- INSTRUCTIONS FOR THE TASK:
Among the following entries, count the lines that contain "below" and report only the result.

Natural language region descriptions
━━━━━━

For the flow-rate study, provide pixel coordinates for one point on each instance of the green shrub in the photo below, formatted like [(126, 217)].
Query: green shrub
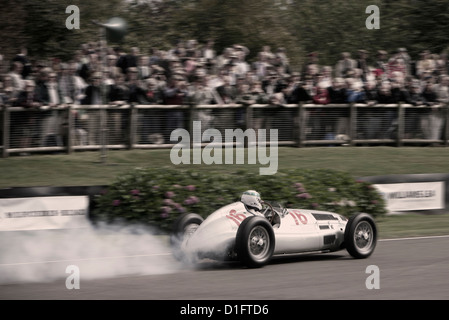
[(157, 197)]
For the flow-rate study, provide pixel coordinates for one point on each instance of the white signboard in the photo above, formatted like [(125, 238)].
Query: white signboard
[(413, 196), (43, 213)]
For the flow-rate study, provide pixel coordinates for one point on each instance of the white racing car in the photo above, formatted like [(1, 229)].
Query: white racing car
[(236, 232)]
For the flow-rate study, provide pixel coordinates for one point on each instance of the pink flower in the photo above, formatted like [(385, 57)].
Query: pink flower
[(164, 215), (169, 194), (165, 210), (191, 200)]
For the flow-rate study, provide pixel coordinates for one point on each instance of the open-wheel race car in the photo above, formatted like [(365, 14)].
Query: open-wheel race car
[(236, 232)]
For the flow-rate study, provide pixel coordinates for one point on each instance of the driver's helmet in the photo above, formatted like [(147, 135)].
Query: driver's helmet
[(251, 198)]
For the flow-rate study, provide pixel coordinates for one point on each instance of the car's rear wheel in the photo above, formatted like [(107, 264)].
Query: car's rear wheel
[(361, 236), (183, 228), (255, 242)]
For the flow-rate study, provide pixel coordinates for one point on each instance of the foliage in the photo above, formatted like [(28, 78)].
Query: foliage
[(157, 197), (328, 27)]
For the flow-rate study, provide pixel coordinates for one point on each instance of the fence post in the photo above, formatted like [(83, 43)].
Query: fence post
[(71, 130), (133, 122), (103, 135), (5, 127), (352, 123), (301, 124), (400, 128), (446, 131)]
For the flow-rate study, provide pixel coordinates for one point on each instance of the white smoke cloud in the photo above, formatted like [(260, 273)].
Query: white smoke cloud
[(104, 252)]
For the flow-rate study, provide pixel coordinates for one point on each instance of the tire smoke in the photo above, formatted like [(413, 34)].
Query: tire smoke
[(98, 252)]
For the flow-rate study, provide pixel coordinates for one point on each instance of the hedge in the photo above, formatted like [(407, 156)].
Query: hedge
[(157, 197)]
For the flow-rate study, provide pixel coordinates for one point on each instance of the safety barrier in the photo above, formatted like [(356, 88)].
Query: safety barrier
[(93, 127)]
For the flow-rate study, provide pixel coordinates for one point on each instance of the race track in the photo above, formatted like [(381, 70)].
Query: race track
[(408, 269)]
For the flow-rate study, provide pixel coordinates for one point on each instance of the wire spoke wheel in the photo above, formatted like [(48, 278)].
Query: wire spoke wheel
[(363, 236), (258, 242)]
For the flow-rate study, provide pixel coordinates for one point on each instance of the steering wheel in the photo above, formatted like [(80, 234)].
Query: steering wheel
[(268, 211)]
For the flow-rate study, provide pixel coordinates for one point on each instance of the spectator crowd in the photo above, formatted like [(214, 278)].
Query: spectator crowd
[(194, 73)]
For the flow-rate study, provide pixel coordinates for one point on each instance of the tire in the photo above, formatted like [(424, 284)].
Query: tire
[(182, 228), (361, 236), (250, 251)]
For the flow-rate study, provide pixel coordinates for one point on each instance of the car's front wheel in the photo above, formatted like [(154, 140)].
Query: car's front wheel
[(255, 242), (361, 236)]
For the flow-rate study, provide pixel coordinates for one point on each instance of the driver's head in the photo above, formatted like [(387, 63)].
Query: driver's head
[(251, 199)]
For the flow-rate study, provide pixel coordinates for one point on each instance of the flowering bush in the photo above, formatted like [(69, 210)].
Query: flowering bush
[(157, 197)]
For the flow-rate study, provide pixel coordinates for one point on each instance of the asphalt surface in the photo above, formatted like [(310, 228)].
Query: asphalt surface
[(407, 268)]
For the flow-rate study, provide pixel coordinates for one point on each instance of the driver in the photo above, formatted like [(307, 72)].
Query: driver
[(252, 201)]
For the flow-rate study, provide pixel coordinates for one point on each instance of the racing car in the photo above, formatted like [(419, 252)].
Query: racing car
[(235, 233)]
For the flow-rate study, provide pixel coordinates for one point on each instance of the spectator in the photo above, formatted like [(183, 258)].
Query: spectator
[(384, 95), (16, 76), (210, 55), (311, 64), (8, 94), (126, 61), (381, 65), (425, 63), (441, 89), (136, 91), (362, 64), (355, 92), (119, 91), (52, 120), (429, 93), (337, 92), (295, 92), (396, 64), (175, 94), (416, 96), (227, 93), (22, 57), (322, 96), (371, 92), (345, 65)]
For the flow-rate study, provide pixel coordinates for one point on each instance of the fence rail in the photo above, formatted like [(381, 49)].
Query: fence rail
[(101, 127)]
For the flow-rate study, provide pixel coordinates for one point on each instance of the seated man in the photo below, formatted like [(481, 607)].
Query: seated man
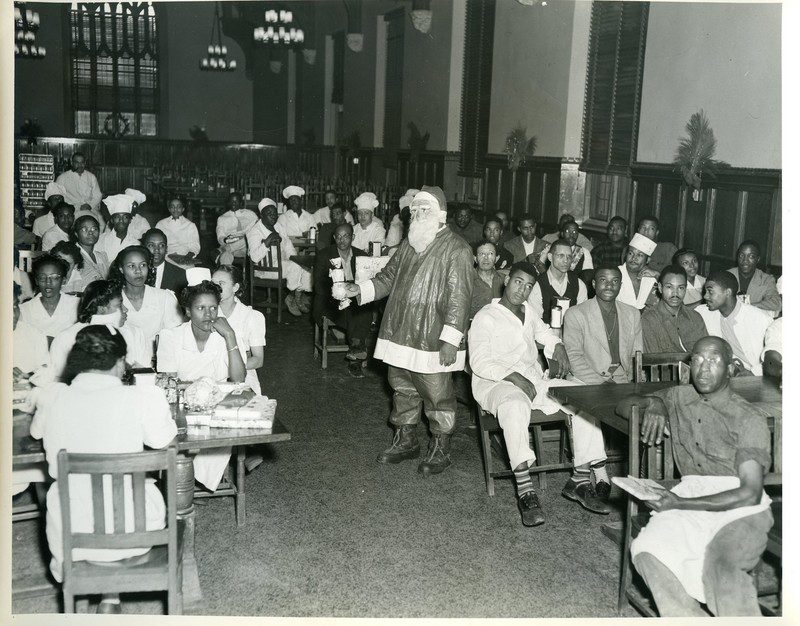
[(355, 319), (64, 216), (369, 229), (558, 286), (662, 255), (493, 231), (638, 281), (508, 381), (742, 325), (603, 334), (338, 216), (53, 196), (527, 247), (709, 532), (759, 286), (687, 259), (167, 275), (612, 249), (669, 325), (295, 222), (465, 226), (582, 240)]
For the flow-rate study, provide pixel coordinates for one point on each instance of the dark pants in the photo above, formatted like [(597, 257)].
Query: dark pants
[(356, 320), (733, 552), (412, 391)]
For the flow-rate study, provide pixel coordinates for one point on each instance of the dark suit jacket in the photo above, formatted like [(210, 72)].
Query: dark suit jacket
[(323, 300), (174, 278)]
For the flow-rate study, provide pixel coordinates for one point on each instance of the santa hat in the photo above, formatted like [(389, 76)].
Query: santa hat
[(54, 189), (642, 243), (120, 203), (137, 195), (367, 201), (196, 275), (293, 190), (265, 202), (435, 196)]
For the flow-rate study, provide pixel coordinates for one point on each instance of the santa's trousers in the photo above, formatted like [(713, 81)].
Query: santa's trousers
[(413, 390)]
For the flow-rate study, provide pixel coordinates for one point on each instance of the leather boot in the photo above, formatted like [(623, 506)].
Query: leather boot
[(438, 457), (404, 446)]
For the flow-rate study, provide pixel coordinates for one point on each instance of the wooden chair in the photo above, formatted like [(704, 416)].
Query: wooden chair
[(657, 367), (489, 426), (627, 592), (321, 345), (268, 274), (231, 486), (162, 568)]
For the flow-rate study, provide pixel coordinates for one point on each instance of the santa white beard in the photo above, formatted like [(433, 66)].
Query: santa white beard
[(422, 232)]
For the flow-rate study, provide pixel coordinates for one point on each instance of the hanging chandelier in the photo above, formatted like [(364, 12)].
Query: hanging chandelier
[(217, 57), (26, 23), (280, 29)]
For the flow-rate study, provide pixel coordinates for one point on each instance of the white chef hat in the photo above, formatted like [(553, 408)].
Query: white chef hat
[(196, 275), (54, 189), (367, 201), (119, 203), (293, 190), (266, 202), (406, 199), (645, 244), (138, 196)]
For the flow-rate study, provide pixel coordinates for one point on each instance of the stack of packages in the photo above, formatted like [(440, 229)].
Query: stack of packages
[(240, 408)]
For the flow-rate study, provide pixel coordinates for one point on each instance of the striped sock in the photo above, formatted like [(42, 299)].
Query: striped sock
[(580, 474), (523, 479), (600, 473)]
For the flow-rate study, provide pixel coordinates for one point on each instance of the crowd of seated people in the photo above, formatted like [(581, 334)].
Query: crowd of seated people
[(113, 291)]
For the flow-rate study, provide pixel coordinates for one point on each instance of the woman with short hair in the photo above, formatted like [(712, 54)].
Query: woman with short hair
[(248, 324), (85, 233), (50, 310), (92, 412), (149, 309), (101, 303)]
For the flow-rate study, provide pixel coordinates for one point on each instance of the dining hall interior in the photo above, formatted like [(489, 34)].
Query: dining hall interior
[(397, 309)]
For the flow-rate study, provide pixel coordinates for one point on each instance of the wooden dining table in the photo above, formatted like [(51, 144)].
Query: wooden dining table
[(28, 451)]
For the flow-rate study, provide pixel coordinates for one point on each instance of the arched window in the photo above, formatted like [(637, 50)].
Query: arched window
[(114, 56)]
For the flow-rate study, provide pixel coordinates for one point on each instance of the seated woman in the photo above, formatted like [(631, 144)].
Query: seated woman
[(248, 324), (149, 309), (86, 232), (22, 279), (101, 303), (50, 311), (92, 412), (183, 240), (74, 282), (203, 346)]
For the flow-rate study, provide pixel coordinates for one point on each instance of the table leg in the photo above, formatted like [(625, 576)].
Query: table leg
[(192, 594)]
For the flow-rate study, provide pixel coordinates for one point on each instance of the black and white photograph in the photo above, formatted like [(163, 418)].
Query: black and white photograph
[(380, 309)]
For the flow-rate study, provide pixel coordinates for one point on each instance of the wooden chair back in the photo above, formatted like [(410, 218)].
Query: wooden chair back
[(125, 474), (661, 366)]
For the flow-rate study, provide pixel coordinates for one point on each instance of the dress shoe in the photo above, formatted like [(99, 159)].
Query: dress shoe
[(291, 305), (603, 491), (532, 514), (404, 446), (355, 369), (438, 457), (584, 494)]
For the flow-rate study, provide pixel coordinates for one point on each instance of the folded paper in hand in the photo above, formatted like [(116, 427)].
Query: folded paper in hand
[(643, 489)]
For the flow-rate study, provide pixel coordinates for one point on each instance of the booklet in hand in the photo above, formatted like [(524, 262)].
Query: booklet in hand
[(643, 489)]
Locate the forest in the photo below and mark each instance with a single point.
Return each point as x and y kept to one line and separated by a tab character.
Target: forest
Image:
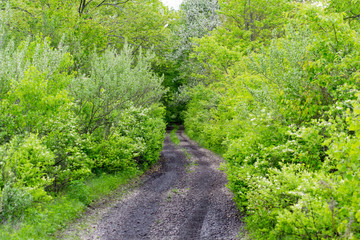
88	87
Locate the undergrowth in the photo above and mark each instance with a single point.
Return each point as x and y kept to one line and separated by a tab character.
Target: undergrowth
45	219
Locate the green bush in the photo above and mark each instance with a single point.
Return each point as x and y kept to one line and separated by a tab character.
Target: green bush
14	202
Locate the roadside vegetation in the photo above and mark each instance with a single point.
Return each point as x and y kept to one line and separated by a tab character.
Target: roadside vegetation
87	88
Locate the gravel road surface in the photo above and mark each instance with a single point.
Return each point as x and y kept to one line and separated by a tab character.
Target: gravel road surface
185	198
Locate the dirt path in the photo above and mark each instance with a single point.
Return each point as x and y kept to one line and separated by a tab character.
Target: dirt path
185	199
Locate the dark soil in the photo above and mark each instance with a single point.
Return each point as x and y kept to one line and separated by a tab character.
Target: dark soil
185	198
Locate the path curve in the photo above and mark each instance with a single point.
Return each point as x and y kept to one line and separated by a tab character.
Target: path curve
185	199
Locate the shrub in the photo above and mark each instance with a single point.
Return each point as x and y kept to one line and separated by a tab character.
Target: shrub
14	202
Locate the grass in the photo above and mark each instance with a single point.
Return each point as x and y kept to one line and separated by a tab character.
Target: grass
173	136
45	219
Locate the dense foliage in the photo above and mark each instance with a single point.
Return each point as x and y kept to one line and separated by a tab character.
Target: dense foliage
280	100
78	99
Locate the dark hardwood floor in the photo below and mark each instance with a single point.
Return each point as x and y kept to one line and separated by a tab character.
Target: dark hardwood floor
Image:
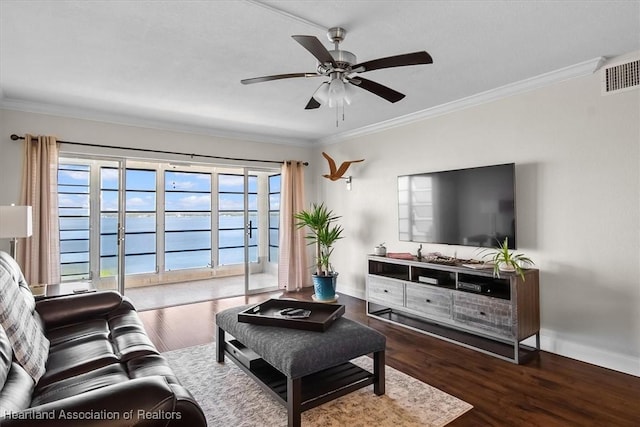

━━━━━━

- TASK OUTPUT:
4